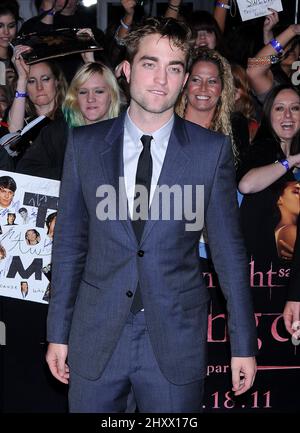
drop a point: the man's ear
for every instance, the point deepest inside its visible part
(127, 70)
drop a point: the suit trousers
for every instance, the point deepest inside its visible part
(133, 372)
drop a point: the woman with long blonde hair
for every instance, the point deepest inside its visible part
(208, 98)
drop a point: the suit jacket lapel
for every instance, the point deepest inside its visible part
(175, 162)
(111, 159)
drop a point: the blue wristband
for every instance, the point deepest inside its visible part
(285, 164)
(277, 46)
(222, 5)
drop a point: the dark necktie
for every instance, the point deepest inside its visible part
(143, 177)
---------------
Look through the entries above for the word "drop". Copy every line where it shows up.

drop a point: the man's ear
drop a point: the suit trousers
drop a point: the woman with long blonde hair
drop a point: the suit jacket lapel
drop a point: the blue wristband
drop a point: the dark necktie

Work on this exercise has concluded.